## Natural-language object grounding data
________

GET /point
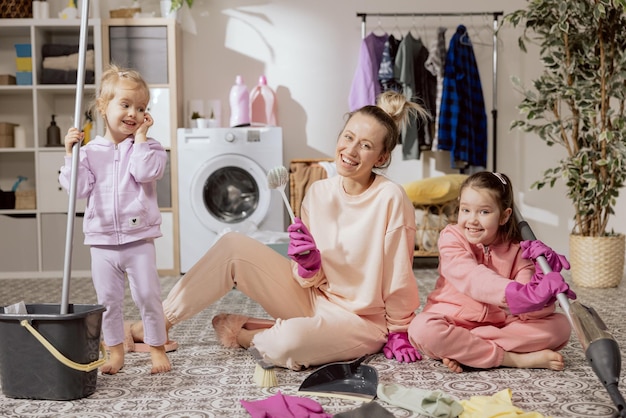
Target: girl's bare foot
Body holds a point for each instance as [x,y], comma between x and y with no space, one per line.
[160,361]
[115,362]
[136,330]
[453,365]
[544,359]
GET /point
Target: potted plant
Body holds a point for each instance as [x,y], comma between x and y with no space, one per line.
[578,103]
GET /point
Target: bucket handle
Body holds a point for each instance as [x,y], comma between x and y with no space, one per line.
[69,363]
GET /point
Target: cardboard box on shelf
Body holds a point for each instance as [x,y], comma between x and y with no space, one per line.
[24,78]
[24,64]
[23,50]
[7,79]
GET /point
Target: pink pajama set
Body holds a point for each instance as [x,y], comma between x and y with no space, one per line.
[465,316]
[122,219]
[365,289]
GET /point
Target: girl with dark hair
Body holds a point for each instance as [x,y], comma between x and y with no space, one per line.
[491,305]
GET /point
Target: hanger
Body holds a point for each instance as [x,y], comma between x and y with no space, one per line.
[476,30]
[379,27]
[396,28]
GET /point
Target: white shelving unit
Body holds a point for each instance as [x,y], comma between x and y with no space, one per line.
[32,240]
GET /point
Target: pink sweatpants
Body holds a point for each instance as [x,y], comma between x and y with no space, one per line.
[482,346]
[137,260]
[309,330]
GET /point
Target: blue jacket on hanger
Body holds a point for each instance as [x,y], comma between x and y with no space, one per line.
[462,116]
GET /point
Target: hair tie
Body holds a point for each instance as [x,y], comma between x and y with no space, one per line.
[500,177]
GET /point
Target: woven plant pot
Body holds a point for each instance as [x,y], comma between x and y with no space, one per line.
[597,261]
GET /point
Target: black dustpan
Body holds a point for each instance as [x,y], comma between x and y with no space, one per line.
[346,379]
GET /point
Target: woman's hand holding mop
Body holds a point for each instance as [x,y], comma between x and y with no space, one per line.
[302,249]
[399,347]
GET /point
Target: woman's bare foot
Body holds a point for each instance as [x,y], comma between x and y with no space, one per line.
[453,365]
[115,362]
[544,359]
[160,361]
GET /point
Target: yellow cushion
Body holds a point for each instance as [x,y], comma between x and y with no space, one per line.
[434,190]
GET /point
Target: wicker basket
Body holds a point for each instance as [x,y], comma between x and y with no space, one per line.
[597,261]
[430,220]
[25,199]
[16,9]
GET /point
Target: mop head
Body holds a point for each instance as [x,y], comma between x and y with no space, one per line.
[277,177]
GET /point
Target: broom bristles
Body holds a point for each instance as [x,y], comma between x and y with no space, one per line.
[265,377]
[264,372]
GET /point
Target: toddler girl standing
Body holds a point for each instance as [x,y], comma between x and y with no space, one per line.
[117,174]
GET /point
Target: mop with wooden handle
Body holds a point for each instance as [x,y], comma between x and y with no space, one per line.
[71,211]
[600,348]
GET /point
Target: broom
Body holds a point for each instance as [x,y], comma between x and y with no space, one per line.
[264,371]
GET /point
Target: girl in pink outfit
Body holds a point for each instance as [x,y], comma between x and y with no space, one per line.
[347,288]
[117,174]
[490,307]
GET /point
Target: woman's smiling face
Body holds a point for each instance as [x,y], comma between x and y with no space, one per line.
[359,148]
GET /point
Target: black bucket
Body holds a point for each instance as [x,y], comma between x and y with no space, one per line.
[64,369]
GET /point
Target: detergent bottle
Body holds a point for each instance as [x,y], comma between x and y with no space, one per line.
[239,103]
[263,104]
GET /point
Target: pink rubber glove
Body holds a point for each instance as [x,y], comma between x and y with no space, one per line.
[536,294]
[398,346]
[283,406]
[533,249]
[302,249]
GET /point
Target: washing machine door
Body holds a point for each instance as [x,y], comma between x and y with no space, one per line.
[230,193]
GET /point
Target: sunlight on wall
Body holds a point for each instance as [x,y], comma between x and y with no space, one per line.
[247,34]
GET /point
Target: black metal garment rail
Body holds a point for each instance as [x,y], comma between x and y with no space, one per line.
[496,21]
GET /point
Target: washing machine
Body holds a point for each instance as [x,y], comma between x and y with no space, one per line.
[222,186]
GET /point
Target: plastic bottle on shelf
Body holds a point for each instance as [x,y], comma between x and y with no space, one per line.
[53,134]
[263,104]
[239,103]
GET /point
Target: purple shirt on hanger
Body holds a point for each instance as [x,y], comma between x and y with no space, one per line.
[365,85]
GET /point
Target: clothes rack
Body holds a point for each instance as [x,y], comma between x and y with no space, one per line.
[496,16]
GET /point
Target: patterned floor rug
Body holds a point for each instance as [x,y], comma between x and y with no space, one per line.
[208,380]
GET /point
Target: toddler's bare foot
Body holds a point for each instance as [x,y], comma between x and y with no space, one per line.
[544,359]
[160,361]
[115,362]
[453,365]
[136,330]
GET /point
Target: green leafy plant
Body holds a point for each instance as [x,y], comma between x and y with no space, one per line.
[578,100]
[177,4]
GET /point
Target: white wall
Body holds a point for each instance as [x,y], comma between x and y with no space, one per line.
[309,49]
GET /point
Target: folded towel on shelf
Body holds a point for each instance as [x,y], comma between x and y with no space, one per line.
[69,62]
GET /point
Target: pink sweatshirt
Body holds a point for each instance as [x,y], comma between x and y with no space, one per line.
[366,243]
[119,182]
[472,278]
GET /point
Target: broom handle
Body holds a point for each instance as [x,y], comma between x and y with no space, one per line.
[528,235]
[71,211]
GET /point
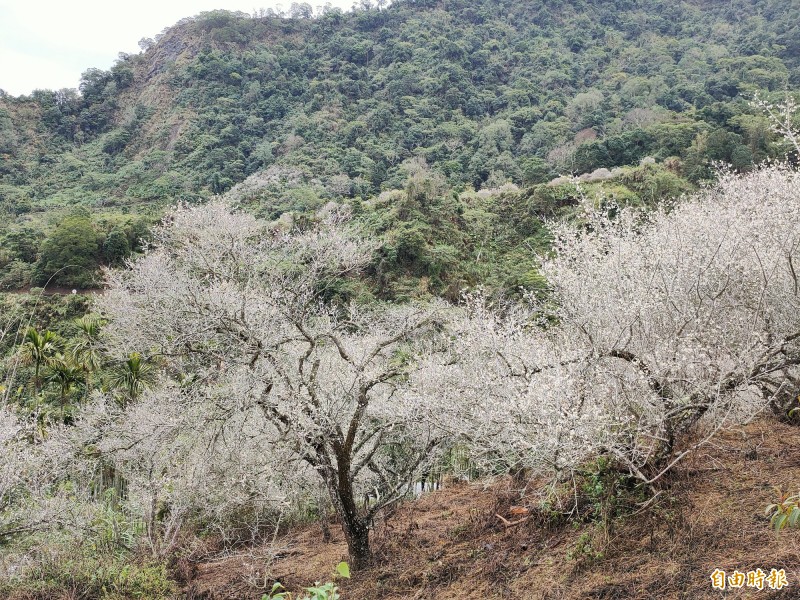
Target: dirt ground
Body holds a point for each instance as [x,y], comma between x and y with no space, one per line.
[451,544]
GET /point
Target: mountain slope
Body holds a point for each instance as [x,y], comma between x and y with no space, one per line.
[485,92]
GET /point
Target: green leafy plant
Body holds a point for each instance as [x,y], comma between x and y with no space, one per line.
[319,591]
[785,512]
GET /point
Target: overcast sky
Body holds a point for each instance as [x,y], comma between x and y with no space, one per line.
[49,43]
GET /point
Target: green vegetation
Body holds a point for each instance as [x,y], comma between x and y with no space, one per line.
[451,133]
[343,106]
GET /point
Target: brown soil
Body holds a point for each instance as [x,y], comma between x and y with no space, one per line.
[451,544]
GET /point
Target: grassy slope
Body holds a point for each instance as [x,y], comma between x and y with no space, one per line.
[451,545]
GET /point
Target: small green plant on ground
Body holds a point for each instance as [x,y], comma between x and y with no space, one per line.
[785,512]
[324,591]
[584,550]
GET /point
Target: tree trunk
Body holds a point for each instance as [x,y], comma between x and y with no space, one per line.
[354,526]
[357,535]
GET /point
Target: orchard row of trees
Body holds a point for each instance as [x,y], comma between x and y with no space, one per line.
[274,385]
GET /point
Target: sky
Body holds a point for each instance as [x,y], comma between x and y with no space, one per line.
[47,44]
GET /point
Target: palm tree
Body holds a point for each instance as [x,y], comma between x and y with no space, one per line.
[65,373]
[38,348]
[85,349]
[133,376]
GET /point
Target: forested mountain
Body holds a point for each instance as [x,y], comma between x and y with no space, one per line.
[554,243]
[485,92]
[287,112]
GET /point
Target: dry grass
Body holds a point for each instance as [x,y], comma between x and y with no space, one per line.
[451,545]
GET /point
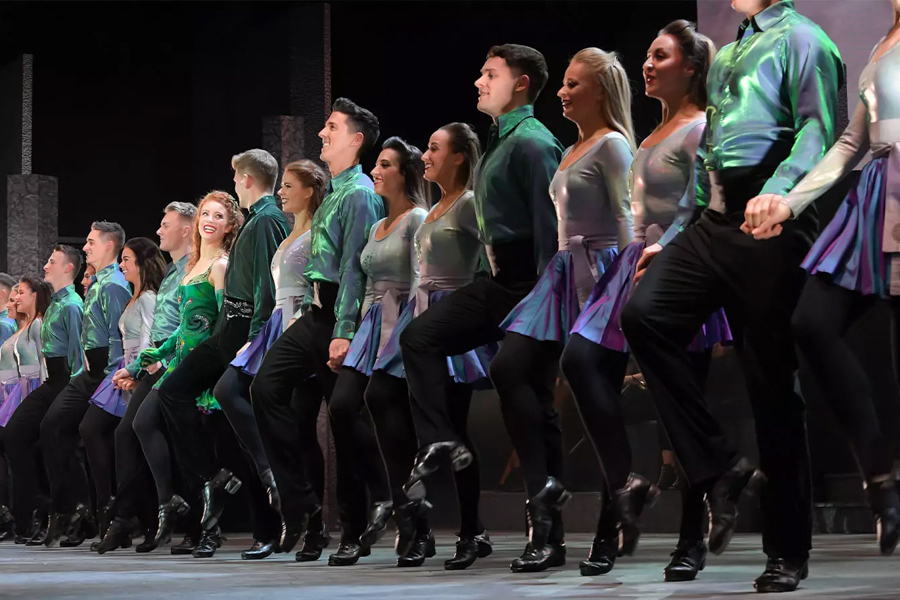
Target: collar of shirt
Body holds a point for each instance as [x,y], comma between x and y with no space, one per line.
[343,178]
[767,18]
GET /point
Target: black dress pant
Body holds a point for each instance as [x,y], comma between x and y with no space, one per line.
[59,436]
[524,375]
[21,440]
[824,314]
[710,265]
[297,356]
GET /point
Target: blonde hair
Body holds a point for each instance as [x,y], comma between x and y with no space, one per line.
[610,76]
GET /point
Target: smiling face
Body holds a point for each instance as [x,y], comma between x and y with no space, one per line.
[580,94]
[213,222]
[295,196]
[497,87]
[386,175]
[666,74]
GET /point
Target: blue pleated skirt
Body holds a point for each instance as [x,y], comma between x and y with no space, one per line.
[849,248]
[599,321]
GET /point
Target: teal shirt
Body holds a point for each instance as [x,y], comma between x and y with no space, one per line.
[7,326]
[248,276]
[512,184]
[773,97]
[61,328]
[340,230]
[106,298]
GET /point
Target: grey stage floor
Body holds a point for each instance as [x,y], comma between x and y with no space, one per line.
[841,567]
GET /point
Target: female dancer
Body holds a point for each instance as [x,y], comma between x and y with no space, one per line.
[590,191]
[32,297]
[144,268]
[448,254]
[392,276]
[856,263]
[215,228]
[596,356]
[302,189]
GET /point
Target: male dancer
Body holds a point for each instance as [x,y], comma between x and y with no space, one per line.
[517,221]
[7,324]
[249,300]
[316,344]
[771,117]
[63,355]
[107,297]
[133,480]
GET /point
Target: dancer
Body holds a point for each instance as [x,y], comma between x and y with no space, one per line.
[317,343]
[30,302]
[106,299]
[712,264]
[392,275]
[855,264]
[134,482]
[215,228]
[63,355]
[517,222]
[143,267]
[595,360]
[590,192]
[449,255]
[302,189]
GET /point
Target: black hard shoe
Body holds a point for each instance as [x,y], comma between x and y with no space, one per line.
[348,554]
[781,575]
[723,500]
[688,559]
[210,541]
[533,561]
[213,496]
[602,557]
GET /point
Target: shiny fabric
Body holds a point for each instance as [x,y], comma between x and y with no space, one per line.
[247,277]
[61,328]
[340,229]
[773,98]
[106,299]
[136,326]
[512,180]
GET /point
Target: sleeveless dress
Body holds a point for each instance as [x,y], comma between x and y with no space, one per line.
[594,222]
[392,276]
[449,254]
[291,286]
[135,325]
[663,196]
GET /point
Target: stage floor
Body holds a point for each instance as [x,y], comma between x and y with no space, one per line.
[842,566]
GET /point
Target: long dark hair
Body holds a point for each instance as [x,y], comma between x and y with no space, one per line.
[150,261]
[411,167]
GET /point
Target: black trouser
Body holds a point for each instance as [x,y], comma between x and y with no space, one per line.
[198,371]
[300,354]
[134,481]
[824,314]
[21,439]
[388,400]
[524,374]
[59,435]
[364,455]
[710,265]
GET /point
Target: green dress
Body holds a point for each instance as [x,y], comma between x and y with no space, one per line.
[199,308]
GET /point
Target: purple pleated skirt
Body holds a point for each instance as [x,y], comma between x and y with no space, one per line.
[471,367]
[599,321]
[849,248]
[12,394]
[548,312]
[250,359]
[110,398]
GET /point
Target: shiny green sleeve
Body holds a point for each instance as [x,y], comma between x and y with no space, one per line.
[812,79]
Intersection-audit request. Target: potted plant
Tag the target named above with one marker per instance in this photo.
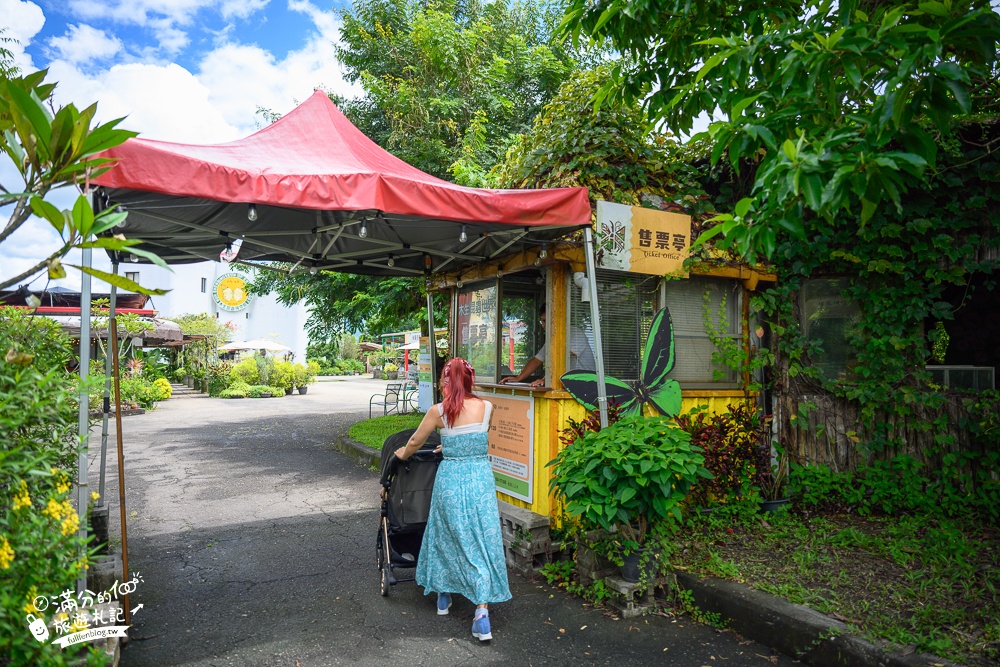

________

## Exercise description
There is a run of lines above from the one with "Target: small green plant on ground" to the one with "Target: palm tree"; print exactly that run, both ends included, and nothing else.

## Result
Target: small green plant on ground
Body holds a point for each instance as [x,y], comma between x and y with no space, one per line.
[785,512]
[324,591]
[584,550]
GET /point
Target: tree trunk
Body holds a point for each instance as [x,y], comma between x and y with no space, one per line.
[354,526]
[357,535]
GET /point
Target: orchard row of trees
Body holds a point for each instance as [x,y], comma between x and y with no space, one per line.
[274,385]
GET /point
Target: sky
Body holds a point for each instance as [x,y], comma between x and y with no space, one per line.
[47,44]
GET /point
Target: palm tree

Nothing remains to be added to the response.